— start Records to use —
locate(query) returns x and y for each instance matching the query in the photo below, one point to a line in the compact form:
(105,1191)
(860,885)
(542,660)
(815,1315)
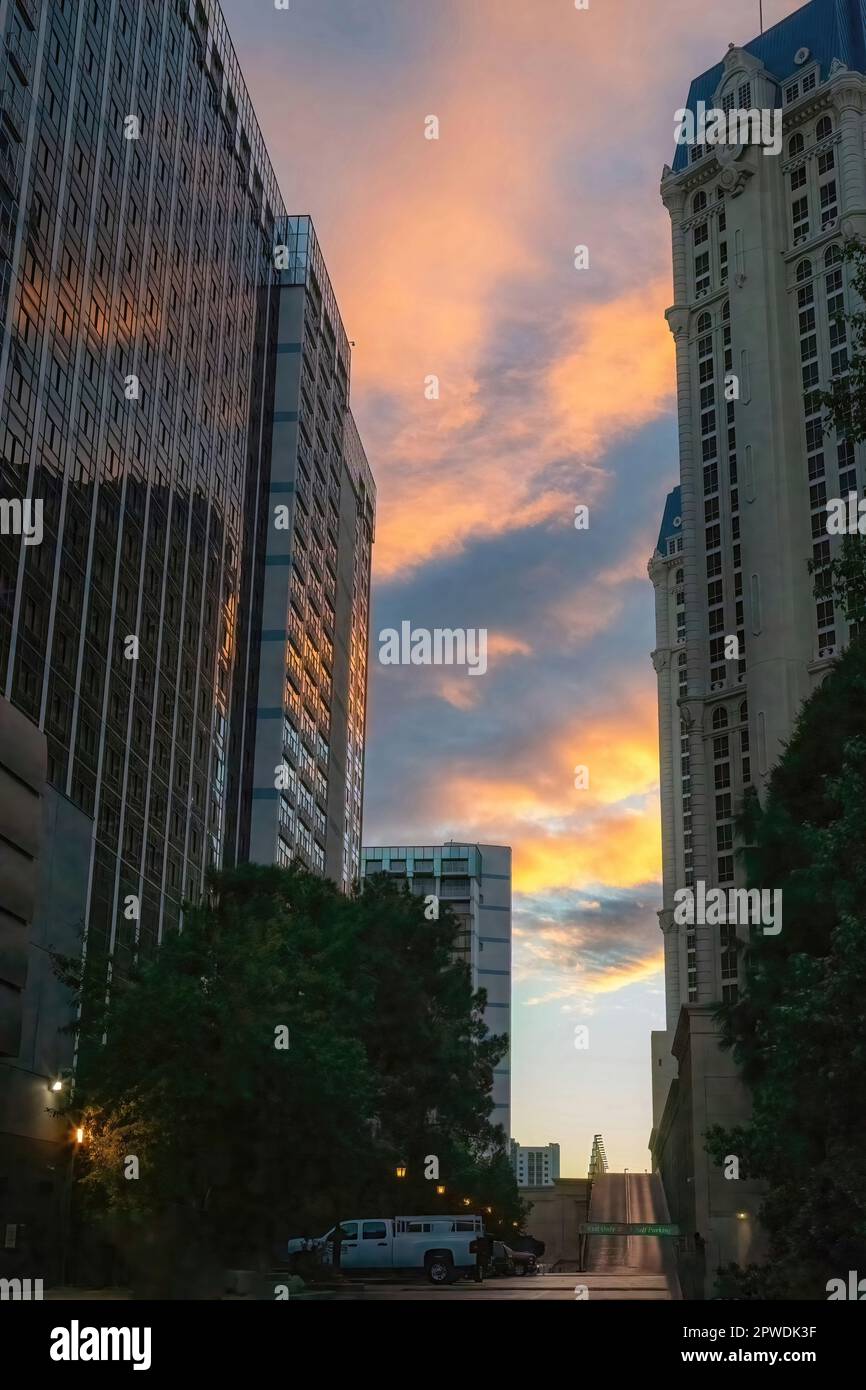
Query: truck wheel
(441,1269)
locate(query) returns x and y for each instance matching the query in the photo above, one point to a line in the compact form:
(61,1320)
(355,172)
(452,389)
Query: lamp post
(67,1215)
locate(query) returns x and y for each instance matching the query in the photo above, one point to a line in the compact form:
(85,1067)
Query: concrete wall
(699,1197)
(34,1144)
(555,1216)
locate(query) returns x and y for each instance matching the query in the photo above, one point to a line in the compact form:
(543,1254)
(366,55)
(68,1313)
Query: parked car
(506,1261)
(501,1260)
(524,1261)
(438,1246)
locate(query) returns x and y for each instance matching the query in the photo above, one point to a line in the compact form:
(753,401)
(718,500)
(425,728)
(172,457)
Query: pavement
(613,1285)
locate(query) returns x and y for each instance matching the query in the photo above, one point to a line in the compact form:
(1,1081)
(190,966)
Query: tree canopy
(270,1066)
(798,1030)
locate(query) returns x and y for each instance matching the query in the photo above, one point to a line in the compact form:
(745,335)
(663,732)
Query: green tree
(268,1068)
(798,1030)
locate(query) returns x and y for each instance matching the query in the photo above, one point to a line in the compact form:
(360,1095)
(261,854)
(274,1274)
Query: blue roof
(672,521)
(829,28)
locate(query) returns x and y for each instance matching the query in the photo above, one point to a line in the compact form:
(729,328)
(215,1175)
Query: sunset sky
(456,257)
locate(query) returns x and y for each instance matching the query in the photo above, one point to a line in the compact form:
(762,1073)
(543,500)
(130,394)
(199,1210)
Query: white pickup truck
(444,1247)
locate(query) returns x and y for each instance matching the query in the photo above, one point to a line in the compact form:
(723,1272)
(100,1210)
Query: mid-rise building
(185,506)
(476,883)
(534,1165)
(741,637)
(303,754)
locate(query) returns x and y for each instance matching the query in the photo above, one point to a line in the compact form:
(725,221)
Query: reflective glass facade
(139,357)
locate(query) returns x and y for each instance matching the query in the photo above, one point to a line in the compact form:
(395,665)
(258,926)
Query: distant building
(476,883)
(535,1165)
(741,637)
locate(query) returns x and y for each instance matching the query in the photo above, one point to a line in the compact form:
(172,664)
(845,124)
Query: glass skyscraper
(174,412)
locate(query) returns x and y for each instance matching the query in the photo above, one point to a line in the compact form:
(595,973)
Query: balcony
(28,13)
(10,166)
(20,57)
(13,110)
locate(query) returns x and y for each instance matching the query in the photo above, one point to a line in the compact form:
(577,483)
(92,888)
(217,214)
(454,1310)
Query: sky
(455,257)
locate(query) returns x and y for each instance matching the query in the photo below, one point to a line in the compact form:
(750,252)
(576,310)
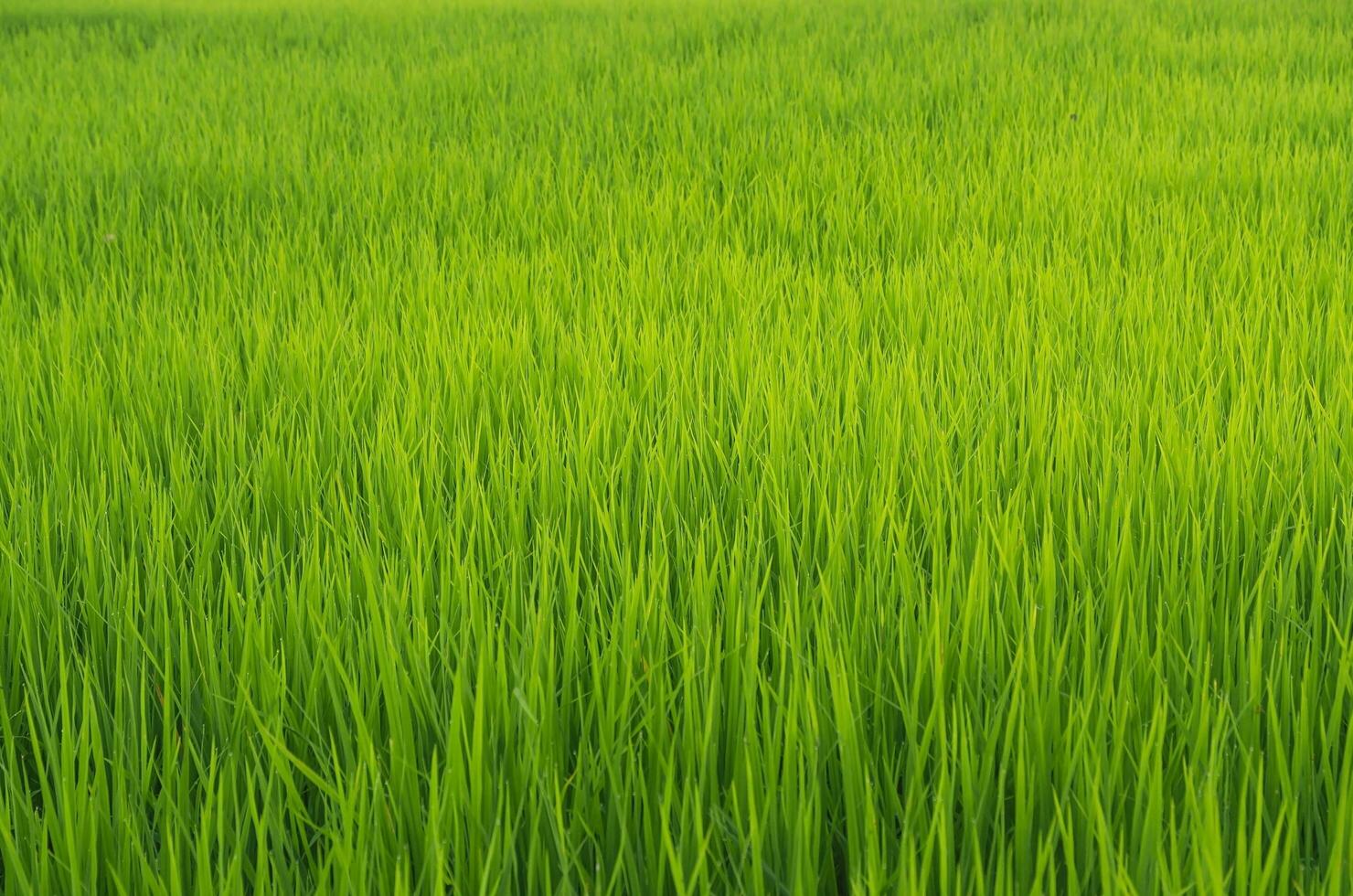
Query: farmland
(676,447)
— end Records to use —
**Exercise requirements**
With the pictures omitted, reproduce the records in full and exactly.

**Response for this exercise**
locate(query) returns x and y for each instance matching the query in the photo below, one point to a line in the compact form:
(105,1191)
(860,885)
(542,660)
(815,1315)
Query: truck wheel
(441,1269)
locate(query) returns x and y for each instance matching the query in the photo above, one point to a line in the compact form:
(61,1320)
(355,172)
(452,389)
Query: lamp post
(67,1215)
locate(query) returns x and y for each instance matching the query in the photo above, one point to a line in the compact form:
(85,1067)
Query: concrete wall
(699,1197)
(34,1144)
(555,1216)
locate(query) returns x and y for each instance matching the query in the photo above, one point to a line in the compact form:
(543,1254)
(366,55)
(68,1313)
Query: parked car
(506,1261)
(501,1260)
(524,1261)
(438,1246)
locate(query) returns x and y for each instance matching the query in the photo above, one point to a line in the compact form:
(753,401)
(718,500)
(425,728)
(172,457)
Query: pavement
(613,1285)
locate(query) returns x and y for each instance matching the query in the photo above, one point to a line in the compact form:
(1,1081)
(190,966)
Query: tree canopy
(270,1066)
(798,1030)
locate(query) returns x and y for each instance matching the query in the photo above, one point to a line in the compact form:
(745,335)
(663,732)
Query: green tree
(268,1068)
(798,1030)
locate(query) returns x and y for each instance matching the query in the photo above, one point to a line in the compact form:
(360,1095)
(261,854)
(274,1274)
Query: blue roof
(672,521)
(829,28)
locate(query) returns x and y for each instance matching the query in the photo above, one point to a line in the compact form:
(729,328)
(215,1175)
Query: sunset sky
(456,257)
locate(query) returns x and y for each instance matching the query in the photo above, one point to a line in the compact form:
(762,1073)
(543,500)
(130,394)
(199,1210)
Query: white pickup truck
(444,1247)
locate(query) returns x and y for each instance matching the query in the photo above, one point to a line in the compact form:
(723,1272)
(100,1210)
Query: mid-rise building
(185,506)
(476,883)
(534,1165)
(741,637)
(303,754)
locate(query) returns x and y for each instance matching the query in the photo above, one point to a line in the compact form:
(725,221)
Query: reflective glass facade
(139,357)
locate(query) returns x and y for each instance matching the query in the photo above, one point to a line in the compact form:
(395,665)
(258,926)
Query: distant building
(476,883)
(535,1165)
(741,637)
locate(query) returns x and y for each instance matching the query in the photo above, one point to a line in the compact form:
(172,664)
(845,124)
Query: glass skyscraper
(174,412)
locate(query) returns x and y for each instance matching the query in the photo above, one point to a line in the compact form:
(595,973)
Query: balcony
(28,13)
(10,166)
(20,57)
(13,110)
locate(query) returns x and y for each instance matching the query in the photo above, one point to a line in the compact form:
(577,483)
(92,888)
(217,214)
(454,1310)
Query: sky
(455,257)
locate(query) returns x and y for each instance matching the query in the photo below, one point to a line in the compact form:
(750,252)
(576,310)
Query: farmland
(676,447)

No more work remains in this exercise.